------ DATA PROVIDED

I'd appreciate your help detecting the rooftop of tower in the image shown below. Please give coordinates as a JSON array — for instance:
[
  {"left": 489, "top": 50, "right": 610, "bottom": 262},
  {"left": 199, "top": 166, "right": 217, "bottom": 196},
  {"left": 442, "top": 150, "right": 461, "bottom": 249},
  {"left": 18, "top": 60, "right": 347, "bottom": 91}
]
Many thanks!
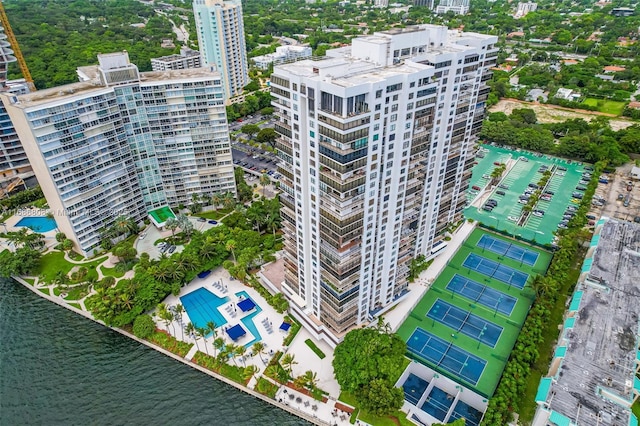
[{"left": 5, "top": 65, "right": 219, "bottom": 108}]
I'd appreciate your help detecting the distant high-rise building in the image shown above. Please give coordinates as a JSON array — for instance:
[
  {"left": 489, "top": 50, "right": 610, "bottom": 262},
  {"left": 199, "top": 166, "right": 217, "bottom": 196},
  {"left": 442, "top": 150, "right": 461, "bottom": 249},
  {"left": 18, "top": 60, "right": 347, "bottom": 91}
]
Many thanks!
[
  {"left": 436, "top": 0, "right": 469, "bottom": 15},
  {"left": 151, "top": 46, "right": 202, "bottom": 71},
  {"left": 251, "top": 45, "right": 312, "bottom": 70},
  {"left": 1, "top": 52, "right": 235, "bottom": 254},
  {"left": 513, "top": 2, "right": 538, "bottom": 19},
  {"left": 193, "top": 0, "right": 249, "bottom": 98},
  {"left": 0, "top": 22, "right": 33, "bottom": 197},
  {"left": 271, "top": 25, "right": 498, "bottom": 345},
  {"left": 413, "top": 0, "right": 434, "bottom": 9}
]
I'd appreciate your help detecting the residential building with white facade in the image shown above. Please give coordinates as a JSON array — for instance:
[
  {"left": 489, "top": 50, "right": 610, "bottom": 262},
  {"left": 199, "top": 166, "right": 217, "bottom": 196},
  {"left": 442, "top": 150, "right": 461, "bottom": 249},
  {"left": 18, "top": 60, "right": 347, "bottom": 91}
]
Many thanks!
[
  {"left": 271, "top": 25, "right": 498, "bottom": 345},
  {"left": 193, "top": 0, "right": 249, "bottom": 99},
  {"left": 151, "top": 46, "right": 202, "bottom": 71},
  {"left": 0, "top": 22, "right": 33, "bottom": 197},
  {"left": 251, "top": 45, "right": 312, "bottom": 70},
  {"left": 1, "top": 52, "right": 235, "bottom": 254},
  {"left": 436, "top": 0, "right": 469, "bottom": 15},
  {"left": 513, "top": 2, "right": 538, "bottom": 19}
]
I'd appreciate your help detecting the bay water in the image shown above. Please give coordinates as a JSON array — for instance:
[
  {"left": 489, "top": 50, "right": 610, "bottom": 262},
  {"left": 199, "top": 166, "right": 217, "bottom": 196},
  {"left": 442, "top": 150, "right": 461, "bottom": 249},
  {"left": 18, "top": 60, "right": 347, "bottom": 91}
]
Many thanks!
[{"left": 0, "top": 278, "right": 308, "bottom": 426}]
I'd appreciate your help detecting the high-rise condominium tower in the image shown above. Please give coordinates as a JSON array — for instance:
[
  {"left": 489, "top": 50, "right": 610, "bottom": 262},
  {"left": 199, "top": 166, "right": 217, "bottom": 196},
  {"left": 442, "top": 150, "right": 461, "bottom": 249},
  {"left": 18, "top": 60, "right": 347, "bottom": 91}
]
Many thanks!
[
  {"left": 1, "top": 52, "right": 235, "bottom": 254},
  {"left": 193, "top": 0, "right": 249, "bottom": 98},
  {"left": 271, "top": 25, "right": 498, "bottom": 344},
  {"left": 0, "top": 22, "right": 33, "bottom": 197}
]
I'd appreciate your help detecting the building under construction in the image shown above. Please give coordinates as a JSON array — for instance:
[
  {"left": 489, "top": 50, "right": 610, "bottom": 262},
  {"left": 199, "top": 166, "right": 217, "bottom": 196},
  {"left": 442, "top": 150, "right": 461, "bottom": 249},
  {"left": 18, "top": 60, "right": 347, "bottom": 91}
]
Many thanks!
[{"left": 0, "top": 7, "right": 37, "bottom": 198}]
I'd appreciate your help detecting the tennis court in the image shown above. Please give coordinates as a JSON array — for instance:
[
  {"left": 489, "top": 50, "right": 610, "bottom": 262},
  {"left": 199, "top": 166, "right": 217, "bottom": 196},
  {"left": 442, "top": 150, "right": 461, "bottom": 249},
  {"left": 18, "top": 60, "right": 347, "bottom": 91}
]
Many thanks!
[
  {"left": 427, "top": 299, "right": 502, "bottom": 348},
  {"left": 476, "top": 234, "right": 538, "bottom": 266},
  {"left": 407, "top": 327, "right": 487, "bottom": 385},
  {"left": 446, "top": 274, "right": 518, "bottom": 316},
  {"left": 462, "top": 253, "right": 529, "bottom": 290}
]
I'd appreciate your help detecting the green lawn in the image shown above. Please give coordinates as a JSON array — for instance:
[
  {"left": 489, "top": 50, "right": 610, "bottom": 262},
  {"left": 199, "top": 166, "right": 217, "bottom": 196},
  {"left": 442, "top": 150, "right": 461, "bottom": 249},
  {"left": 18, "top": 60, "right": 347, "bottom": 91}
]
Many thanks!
[
  {"left": 582, "top": 98, "right": 625, "bottom": 115},
  {"left": 100, "top": 265, "right": 124, "bottom": 278},
  {"left": 194, "top": 209, "right": 232, "bottom": 220},
  {"left": 34, "top": 251, "right": 107, "bottom": 283}
]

------------

> [EXERCISE TASK]
Transcribe the records above exactly, omitting every picture they contain.

> [OUTPUT]
I'd appreciate your help detecting the rooftop of tower in the image shown below. Please give coordinates as a JSON array — for instance:
[
  {"left": 489, "top": 50, "right": 610, "bottom": 262},
  {"left": 199, "top": 166, "right": 217, "bottom": 196},
  {"left": 442, "top": 150, "right": 461, "bottom": 249},
  {"left": 18, "top": 60, "right": 347, "bottom": 91}
]
Many thanks!
[{"left": 5, "top": 65, "right": 219, "bottom": 108}]
I'd appreciate your help detecting the distant high-rise building in the image shown above. Please give coordinates as a JSON array — for instance:
[
  {"left": 489, "top": 50, "right": 610, "bottom": 262},
  {"left": 199, "top": 166, "right": 217, "bottom": 196},
  {"left": 442, "top": 150, "right": 461, "bottom": 249},
  {"left": 18, "top": 60, "right": 347, "bottom": 91}
]
Many thanks!
[
  {"left": 436, "top": 0, "right": 469, "bottom": 15},
  {"left": 151, "top": 46, "right": 202, "bottom": 71},
  {"left": 251, "top": 45, "right": 312, "bottom": 70},
  {"left": 1, "top": 52, "right": 235, "bottom": 254},
  {"left": 513, "top": 2, "right": 538, "bottom": 19},
  {"left": 193, "top": 0, "right": 249, "bottom": 98},
  {"left": 0, "top": 22, "right": 33, "bottom": 197},
  {"left": 271, "top": 25, "right": 498, "bottom": 345},
  {"left": 413, "top": 0, "right": 434, "bottom": 9}
]
I'd appreciate your help detecting the residential building with white facade in the image shown above. Please give coordinates as a JSON array — for instance:
[
  {"left": 489, "top": 50, "right": 610, "bottom": 262},
  {"left": 199, "top": 166, "right": 217, "bottom": 196},
  {"left": 442, "top": 150, "right": 461, "bottom": 249},
  {"left": 18, "top": 60, "right": 347, "bottom": 91}
]
Many thanks!
[
  {"left": 271, "top": 25, "right": 498, "bottom": 345},
  {"left": 193, "top": 0, "right": 249, "bottom": 99},
  {"left": 151, "top": 46, "right": 202, "bottom": 71},
  {"left": 0, "top": 22, "right": 33, "bottom": 197},
  {"left": 251, "top": 45, "right": 312, "bottom": 70},
  {"left": 1, "top": 52, "right": 235, "bottom": 254},
  {"left": 436, "top": 0, "right": 469, "bottom": 15},
  {"left": 513, "top": 2, "right": 538, "bottom": 19}
]
I'd appreciate your help detecting the bay water in the image shown above. Please give coordinates as a JSON array — for instance:
[
  {"left": 489, "top": 50, "right": 610, "bottom": 262},
  {"left": 199, "top": 166, "right": 217, "bottom": 196},
  {"left": 442, "top": 150, "right": 461, "bottom": 249},
  {"left": 18, "top": 60, "right": 347, "bottom": 91}
]
Many thanks!
[{"left": 0, "top": 278, "right": 308, "bottom": 426}]
I'd appreciate your help detecting the high-rise condominium tower in the image shown above. Please give coordinates as a JSON array — for instance:
[
  {"left": 489, "top": 50, "right": 610, "bottom": 262},
  {"left": 199, "top": 166, "right": 217, "bottom": 196},
  {"left": 442, "top": 150, "right": 461, "bottom": 249},
  {"left": 18, "top": 60, "right": 347, "bottom": 91}
]
Many thanks!
[
  {"left": 1, "top": 52, "right": 235, "bottom": 254},
  {"left": 193, "top": 0, "right": 249, "bottom": 98},
  {"left": 271, "top": 25, "right": 498, "bottom": 344},
  {"left": 0, "top": 22, "right": 33, "bottom": 197}
]
I'd appreciate your help detecting the building under construction in the image shown above. Please give coordinates as a JSON array — for instance:
[
  {"left": 489, "top": 50, "right": 610, "bottom": 262},
  {"left": 199, "top": 166, "right": 217, "bottom": 196},
  {"left": 442, "top": 150, "right": 461, "bottom": 249},
  {"left": 18, "top": 60, "right": 347, "bottom": 91}
]
Many thanks!
[{"left": 0, "top": 7, "right": 37, "bottom": 198}]
I'd appreciate your help detecting the tennis court in the image shown above. Please give coordinates as a JSON array — for instance:
[
  {"left": 489, "top": 50, "right": 610, "bottom": 262},
  {"left": 199, "top": 166, "right": 217, "bottom": 196},
  {"left": 442, "top": 150, "right": 461, "bottom": 249},
  {"left": 18, "top": 60, "right": 347, "bottom": 91}
]
Many thanks!
[
  {"left": 427, "top": 299, "right": 502, "bottom": 348},
  {"left": 476, "top": 234, "right": 538, "bottom": 266},
  {"left": 407, "top": 327, "right": 487, "bottom": 385},
  {"left": 446, "top": 274, "right": 518, "bottom": 316},
  {"left": 462, "top": 253, "right": 529, "bottom": 290}
]
I'd appreciate your help detecting the green lawn in the image shown above. Please give coordinates as a JSON array — for instance:
[
  {"left": 489, "top": 50, "right": 610, "bottom": 262},
  {"left": 199, "top": 166, "right": 217, "bottom": 196},
  {"left": 442, "top": 150, "right": 461, "bottom": 249},
  {"left": 18, "top": 60, "right": 347, "bottom": 91}
]
Many thanks!
[
  {"left": 582, "top": 98, "right": 625, "bottom": 115},
  {"left": 100, "top": 265, "right": 124, "bottom": 278},
  {"left": 194, "top": 209, "right": 232, "bottom": 220},
  {"left": 34, "top": 251, "right": 107, "bottom": 283}
]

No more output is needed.